Document:
-------

20. Un test d’arrosage sera effectué par Monsieur Lévesque en date du 14 mai 2018 et le résultat de ce test fut négatif.
21. Lors de la visite d’inspection supplémentaire de Monsieur Berthiaume effectuée en date du 14 juin 2018, ce dernier a pu constater que l’infiltration d’eau dans la chambre froide ne s’était pas manifestée depuis l’exécution des derniers travaux correctifs.
22. Toutefois à peine quelques jours après la visite d’inspection de Monsieur Berthiaume, soit en date du 18 juin 2018, les bénéficiaires ont constaté que l’eau s’infiltrait à nouveau dans la chambre froide et en avisent l’entrepreneur et l’administrateur par courriel. Un second courriel au même effet sera subséquemment transmis en date du 17 juillet 2018.
23. Dans sa décision rendue en date du 20 août 2018 (suite à la visite effectuée en date du 14 juin 2018), l’administrateur constate que les travaux exécutés par l’entrepreneur n’ont pas donné les résultats escomptés et ordonne à nouveau à l’entrepreneur d’effectuer les travaux correctifs requis (pièce A-9).
24. En date du 5 septembre 2018, l’entreprise Goudron-O-Bec va retirer le pavé devant l’escalier sur une largeur d’environ trois (3) pieds, une excavation sera pratiquée et une membrane sera apposée sur la fondation.
25. Un nouveau test d’eau sera effectué par Monsieur Lévesque en date du 11 septembre 2018 et le résultat de ce test sera positif. L’infiltration d’eau persiste.
26. Selon Monsieur Mambro, Monsieur Lévesque est complètement démuni face à ce constat alors qu’il ignore quel est le correctif approprié dans les circonstances.
27. Monsieur Lévesque va recontacter les bénéficiaires en date du 12 septembre 2018 pour les informer que le service technique de l’APCHQ avait recommandé la pose d’un produit scellant connu sous le nom de Salt Block.
28. En date du 13 septembre 2018, Monsieur Lévesque a contacté à nouveau les bénéficiaires pour les informer que le produit Salt Block n’était pas disponible sur le marché. Toutefois, le représentant Givesco, une entreprise œuvrant dans le domaine de la vente de matériaux spécialisés pour la construction, suggérait un produit équivalent dont le fabricant est W.R. Meadows.
29. Une première couche de ce produit a donc été appliquée par Monsieur Lévesque sur le balcon et les escaliers avant en date du 14 septembre 2018 et la seconde et dernière couche a été appliquée le lendemain 15 septembre 2018.
30. Monsieur Lévesque aurait alors expliqué aux bénéficiaires que le produit devra éventuellement être appliqué à nouveau mais il ignorait dans quel délai.
31. Le test d’arrosage effectué en date du 17 septembre 2018 s’est avéré négatif.

-------

Tâche 1: D'après le document, expliquez en une à trois phrases pourquoi Monsieur Lévesque n'a pas appliqué le produit Salt Block recommandé par le service technique de l'APCHQ.
Ces entrées n'ont aucun lien avec le document.

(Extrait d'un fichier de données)
-------

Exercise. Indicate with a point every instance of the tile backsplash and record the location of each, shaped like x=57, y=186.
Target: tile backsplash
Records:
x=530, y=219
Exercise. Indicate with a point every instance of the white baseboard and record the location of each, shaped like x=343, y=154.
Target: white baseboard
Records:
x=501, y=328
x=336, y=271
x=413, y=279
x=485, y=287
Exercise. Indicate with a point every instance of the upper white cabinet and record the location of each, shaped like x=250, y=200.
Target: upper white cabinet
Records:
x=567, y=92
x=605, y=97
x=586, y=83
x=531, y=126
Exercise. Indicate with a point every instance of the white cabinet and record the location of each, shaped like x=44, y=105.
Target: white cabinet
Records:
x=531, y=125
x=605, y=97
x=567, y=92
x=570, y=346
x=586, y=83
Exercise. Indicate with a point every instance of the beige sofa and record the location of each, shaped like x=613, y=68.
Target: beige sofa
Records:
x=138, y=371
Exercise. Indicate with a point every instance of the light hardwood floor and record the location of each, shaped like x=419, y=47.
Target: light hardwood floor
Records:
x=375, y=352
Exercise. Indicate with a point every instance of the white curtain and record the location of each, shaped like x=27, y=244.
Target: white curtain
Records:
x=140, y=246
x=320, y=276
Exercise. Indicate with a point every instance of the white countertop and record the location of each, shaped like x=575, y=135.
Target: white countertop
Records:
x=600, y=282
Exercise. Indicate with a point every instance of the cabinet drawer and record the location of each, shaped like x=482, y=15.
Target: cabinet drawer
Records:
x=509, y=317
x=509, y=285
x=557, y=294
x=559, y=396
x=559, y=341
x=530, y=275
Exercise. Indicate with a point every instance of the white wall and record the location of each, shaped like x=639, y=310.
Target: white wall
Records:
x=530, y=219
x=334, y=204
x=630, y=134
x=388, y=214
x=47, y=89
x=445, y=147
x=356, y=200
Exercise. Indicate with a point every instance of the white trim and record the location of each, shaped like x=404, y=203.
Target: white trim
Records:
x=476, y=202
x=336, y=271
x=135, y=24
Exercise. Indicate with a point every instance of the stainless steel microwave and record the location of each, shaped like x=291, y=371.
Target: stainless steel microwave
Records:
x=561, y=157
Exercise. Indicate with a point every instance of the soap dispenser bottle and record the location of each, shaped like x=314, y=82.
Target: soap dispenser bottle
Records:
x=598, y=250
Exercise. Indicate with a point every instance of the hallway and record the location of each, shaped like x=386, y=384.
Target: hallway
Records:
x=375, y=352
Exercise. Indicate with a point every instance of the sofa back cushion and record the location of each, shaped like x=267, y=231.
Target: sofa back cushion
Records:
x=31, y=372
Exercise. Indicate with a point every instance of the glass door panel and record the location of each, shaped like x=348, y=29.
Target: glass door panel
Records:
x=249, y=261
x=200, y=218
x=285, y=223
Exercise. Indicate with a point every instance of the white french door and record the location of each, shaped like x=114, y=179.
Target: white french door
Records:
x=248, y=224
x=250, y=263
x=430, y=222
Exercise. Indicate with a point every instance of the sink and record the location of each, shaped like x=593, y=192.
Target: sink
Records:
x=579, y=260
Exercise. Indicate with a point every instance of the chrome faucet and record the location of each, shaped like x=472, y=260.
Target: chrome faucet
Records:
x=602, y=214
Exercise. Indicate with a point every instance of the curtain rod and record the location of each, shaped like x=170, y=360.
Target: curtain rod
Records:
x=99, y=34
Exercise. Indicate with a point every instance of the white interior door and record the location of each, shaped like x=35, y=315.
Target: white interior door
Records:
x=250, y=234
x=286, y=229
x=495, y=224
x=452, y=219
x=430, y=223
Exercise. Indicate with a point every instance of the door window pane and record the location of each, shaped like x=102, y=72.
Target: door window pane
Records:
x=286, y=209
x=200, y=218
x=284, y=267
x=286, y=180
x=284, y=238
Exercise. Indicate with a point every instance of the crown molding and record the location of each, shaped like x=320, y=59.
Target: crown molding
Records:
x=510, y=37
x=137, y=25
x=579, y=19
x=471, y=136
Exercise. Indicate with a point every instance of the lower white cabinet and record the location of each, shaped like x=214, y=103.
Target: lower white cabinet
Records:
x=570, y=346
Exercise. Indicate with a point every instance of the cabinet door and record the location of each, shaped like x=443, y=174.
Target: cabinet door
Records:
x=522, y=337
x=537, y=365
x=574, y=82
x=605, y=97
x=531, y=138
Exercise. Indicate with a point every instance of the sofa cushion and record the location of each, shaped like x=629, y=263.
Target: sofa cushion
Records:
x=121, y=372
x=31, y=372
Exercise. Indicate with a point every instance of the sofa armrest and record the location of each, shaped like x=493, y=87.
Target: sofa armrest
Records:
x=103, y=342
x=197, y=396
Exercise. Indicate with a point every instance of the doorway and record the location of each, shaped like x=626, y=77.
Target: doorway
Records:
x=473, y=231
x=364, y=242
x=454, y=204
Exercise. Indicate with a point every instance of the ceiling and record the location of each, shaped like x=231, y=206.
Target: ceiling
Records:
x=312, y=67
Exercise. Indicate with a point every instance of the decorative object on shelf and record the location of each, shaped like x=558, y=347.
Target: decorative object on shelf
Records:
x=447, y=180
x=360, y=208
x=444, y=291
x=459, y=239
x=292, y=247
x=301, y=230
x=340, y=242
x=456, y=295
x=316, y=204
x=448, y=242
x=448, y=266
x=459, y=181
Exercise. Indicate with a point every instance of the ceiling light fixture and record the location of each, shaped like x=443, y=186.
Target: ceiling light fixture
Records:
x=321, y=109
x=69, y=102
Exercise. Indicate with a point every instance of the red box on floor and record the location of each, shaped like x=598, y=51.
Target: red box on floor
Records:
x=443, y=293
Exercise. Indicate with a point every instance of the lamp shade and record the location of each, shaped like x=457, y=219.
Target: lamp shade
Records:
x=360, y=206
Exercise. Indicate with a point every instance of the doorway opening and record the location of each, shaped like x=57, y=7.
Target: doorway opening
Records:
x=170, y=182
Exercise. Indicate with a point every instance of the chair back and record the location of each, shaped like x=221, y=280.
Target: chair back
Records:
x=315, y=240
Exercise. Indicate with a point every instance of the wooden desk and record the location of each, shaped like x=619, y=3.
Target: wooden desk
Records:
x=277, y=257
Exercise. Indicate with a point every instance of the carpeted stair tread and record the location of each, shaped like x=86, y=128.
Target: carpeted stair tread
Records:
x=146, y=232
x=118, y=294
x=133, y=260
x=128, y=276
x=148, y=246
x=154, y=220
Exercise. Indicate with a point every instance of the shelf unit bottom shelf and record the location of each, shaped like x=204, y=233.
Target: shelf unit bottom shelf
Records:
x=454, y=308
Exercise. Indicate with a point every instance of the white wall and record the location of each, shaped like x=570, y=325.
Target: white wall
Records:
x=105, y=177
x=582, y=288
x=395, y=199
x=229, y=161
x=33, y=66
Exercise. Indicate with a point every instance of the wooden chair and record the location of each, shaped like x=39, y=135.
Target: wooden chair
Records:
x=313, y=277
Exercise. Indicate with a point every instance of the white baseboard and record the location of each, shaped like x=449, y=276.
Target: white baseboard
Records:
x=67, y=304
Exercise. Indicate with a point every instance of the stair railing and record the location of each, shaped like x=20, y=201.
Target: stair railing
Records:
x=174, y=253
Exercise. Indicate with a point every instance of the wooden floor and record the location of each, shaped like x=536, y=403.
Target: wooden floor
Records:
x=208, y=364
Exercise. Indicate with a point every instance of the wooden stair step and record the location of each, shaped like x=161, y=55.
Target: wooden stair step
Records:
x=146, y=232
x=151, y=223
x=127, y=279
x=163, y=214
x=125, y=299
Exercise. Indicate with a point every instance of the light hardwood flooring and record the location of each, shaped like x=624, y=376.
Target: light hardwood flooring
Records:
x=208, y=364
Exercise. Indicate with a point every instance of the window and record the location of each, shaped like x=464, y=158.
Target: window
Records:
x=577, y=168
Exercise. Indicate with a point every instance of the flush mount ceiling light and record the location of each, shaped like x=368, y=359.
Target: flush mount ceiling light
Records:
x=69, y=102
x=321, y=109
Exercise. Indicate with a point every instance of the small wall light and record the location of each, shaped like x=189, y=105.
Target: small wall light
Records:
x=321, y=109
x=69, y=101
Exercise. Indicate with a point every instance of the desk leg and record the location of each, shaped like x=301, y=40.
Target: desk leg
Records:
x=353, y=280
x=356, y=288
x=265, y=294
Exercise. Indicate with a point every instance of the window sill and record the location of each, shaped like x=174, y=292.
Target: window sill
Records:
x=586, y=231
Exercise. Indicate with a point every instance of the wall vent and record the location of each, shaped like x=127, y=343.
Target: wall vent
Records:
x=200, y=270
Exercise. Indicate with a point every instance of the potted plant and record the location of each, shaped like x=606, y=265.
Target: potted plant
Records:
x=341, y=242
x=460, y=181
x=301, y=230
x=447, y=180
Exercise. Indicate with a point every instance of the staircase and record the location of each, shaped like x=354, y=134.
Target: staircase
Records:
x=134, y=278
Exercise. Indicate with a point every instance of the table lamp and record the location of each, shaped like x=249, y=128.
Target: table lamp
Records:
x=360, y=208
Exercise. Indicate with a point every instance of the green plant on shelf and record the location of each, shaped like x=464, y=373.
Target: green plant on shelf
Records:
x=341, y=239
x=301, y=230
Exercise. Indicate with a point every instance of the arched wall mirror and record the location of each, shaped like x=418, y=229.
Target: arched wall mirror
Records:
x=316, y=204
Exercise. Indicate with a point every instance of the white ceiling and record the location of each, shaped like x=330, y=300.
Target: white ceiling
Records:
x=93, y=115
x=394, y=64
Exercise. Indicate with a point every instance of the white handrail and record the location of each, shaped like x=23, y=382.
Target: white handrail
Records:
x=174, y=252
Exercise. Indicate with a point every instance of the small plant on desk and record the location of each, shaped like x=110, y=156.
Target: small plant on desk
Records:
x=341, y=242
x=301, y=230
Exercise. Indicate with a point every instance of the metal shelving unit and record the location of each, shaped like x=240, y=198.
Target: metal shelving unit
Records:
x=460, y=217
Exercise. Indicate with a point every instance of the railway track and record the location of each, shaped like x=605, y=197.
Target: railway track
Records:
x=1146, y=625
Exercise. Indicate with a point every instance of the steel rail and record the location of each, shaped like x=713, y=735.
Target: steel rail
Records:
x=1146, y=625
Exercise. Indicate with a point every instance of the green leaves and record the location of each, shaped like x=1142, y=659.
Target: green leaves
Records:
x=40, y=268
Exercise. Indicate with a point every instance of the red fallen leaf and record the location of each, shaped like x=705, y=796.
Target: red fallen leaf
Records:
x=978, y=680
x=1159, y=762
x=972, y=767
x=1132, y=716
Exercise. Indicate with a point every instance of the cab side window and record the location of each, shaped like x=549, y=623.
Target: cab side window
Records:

-------

Tâche 2: Recopiez à l'identique les lignes des entrées, en partant de la ligne qui contient « Exercise. Indicate with a point every instance of the beige » et en allant jusqu'à la ligne qui contient « x=138, y=371 », ces deux lignes comprises.

Réponse correcte 1: Le 13 septembre 2018, Monsieur Lévesque a informé les bénéficiaires que le produit Salt Block n'était pas disponible sur le marché. Le représentant Givesco, une entreprise qui vend des matériaux spécialisés pour la construction, a alors suggéré un produit équivalent fabriqué par W.R. Meadows.

Réponse correcte 2:
Exercise. Indicate with a point every instance of the beige sofa and record the location of each, shaped like x=613, y=68.
Target: beige sofa
Records:
x=138, y=371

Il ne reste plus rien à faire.